Given passage:
━━━━━━━━
Here is a birdseye view of the studio, me and my assistants: Katie, Melissa and Martha. We work hard to bring you functional pieces as well as sculptural ones. We collaborate on new designs and sketch out our ideas for sharing long before it hit the store shelves. Stop by the studio when you are in the area. Watch us work and join the fun. We may have The Doors, ZZ Top, the 50's and 60's or Mozart to work by. There is plenty of Pizzazz to go around!
But seriously, being an artist I see the world as a series of potential art experiments. Sometimes it translates to a painting, a collage, a pot or a poem. I enjoy not being boxed in as simply a potter. Although my passion is for clay, I could never turn away from my creative spirit in another medium. I enjoy working in paper collage, fabrics, fibers, pastels and oils.
━━━━━━━━
Dataset entries:
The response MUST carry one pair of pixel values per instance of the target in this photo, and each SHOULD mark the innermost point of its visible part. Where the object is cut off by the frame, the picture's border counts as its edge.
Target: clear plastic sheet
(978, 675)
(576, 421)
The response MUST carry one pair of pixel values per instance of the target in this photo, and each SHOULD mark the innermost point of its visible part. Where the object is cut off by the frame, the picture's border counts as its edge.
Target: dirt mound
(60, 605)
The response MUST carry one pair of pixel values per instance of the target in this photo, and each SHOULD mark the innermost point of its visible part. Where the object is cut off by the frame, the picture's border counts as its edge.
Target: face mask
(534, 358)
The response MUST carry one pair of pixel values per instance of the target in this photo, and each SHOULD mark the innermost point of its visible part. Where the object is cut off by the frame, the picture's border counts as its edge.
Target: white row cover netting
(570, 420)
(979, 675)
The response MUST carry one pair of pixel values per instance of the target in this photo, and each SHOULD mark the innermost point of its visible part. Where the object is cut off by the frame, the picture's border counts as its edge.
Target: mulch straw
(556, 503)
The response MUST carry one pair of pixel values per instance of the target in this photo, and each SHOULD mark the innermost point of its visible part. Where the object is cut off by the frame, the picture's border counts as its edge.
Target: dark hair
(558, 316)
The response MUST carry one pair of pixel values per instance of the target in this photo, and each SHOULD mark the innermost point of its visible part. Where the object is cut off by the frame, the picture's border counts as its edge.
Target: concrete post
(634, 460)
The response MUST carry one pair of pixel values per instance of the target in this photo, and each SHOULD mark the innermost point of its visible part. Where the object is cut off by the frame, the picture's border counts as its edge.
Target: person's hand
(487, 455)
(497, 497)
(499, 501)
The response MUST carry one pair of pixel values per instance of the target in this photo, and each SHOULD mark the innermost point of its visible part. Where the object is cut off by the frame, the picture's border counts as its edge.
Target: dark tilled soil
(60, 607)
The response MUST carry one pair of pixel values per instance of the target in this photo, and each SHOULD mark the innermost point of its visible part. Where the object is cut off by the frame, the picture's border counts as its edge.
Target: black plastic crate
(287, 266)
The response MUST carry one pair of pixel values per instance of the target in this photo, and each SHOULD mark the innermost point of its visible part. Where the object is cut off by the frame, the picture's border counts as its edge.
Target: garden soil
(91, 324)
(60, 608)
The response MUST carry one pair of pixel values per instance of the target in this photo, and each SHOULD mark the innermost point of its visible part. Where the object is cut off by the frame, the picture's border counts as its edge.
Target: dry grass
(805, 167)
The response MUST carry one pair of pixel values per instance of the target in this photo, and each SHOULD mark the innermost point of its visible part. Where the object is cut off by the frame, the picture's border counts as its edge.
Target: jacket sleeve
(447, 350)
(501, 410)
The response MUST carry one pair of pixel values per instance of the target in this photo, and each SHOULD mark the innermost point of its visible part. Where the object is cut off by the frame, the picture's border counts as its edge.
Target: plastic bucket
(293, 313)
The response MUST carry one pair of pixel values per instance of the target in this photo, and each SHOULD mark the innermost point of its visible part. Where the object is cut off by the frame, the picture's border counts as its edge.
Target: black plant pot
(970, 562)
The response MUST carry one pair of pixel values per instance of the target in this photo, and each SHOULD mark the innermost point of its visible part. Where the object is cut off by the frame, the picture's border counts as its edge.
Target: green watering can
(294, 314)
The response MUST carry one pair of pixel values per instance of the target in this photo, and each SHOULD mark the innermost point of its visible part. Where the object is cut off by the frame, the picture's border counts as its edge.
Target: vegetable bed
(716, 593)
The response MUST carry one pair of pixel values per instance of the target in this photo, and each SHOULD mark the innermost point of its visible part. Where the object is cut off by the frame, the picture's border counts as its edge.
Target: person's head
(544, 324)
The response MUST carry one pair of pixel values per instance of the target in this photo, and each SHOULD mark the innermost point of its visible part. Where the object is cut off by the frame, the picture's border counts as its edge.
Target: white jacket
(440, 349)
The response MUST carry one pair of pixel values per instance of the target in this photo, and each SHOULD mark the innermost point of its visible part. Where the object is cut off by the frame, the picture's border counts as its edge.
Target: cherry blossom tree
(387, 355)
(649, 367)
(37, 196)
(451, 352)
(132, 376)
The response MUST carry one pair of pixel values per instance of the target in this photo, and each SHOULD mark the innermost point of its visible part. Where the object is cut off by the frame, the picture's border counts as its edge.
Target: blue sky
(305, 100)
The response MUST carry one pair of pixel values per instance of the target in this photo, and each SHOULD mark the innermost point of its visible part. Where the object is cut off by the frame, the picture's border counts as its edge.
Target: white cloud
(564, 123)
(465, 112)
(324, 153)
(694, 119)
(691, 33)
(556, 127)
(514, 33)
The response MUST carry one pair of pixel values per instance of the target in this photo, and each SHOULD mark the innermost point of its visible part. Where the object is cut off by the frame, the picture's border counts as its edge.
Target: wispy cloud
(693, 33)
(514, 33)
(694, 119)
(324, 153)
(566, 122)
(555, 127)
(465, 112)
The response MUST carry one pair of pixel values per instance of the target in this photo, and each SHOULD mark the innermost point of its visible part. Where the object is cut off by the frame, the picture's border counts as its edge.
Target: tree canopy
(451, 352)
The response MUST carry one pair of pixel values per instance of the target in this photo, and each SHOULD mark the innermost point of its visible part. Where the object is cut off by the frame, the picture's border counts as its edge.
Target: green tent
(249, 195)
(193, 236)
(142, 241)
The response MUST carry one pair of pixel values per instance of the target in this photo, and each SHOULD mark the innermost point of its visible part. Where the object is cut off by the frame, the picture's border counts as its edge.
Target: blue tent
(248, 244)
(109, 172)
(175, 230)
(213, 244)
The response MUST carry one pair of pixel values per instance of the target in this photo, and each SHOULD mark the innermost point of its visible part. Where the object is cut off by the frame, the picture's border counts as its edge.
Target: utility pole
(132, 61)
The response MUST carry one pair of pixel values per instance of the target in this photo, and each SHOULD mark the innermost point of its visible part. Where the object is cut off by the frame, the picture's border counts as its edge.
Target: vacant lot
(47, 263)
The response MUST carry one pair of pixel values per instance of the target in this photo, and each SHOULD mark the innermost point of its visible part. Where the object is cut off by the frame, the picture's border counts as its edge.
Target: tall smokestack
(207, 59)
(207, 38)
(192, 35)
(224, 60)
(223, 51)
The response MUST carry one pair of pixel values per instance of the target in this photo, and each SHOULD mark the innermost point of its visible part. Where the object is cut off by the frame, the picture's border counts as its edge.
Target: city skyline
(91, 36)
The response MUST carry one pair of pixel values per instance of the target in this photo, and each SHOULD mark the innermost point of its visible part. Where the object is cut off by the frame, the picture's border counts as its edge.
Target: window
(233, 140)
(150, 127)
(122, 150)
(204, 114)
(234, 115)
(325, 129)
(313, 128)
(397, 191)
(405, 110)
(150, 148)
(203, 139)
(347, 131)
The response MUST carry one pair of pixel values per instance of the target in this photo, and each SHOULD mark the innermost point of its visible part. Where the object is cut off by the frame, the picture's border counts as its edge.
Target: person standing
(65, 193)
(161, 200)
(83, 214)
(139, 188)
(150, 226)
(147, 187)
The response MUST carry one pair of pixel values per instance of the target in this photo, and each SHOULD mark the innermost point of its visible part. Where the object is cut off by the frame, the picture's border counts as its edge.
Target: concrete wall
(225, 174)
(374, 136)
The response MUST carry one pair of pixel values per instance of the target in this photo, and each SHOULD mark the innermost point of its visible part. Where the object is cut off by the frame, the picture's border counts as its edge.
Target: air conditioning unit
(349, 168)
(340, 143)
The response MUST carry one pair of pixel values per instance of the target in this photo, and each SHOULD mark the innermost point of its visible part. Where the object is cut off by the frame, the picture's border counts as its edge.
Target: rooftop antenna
━━━━━━━━
Action item:
Carry on the passage about the pottery studio from its final sentence.

Solved exercise:
I was schooled in ceramics at Notre Dame College in Manchester, New Hampshire where I was fortunate to study under Armand Szainer and Gerry Williams. Currently I teach Ceramics and other art courses at the Community College of Vermont in Rutland and work in my clay studio to produce pots for you. My pots can also be purchased wholesale and locally from gift shops as well as by appointment at my studio in Fair Haven, Vermont. The gallery gigs are always changing and my sculptures can be seen in France and Germany. I currently belong to Vermont Crafts Council, The Potters Council, The American Ceramics Society, International Ceramic Artists, The Brandon Artists Guild, Fair Haven Art Club, Poultney Artist Guild, Ogunquit Art Association, Chaffee Art Center and The Barn Gallery, Birdseye Artisans, Society of Vermont Artists and Craftsmen, The Vermont Farmers Market and the Lakes Region Farmers Market.
||Be sure to look for my potter’s mark on each piece of pottery you purchase. A potter’s mark is a signature symbol which potter’s in history stamped on each piece to their credit. I decided to resurrect this tradition rather than scrawl my entire name of every pot. My mark reflects the joy and energy I put into the pot as well as the joy I feel when it’s finished. It describes jumping up and clicking my heels together in joy. As in the drawing below illustrates, the circled portion became my mark.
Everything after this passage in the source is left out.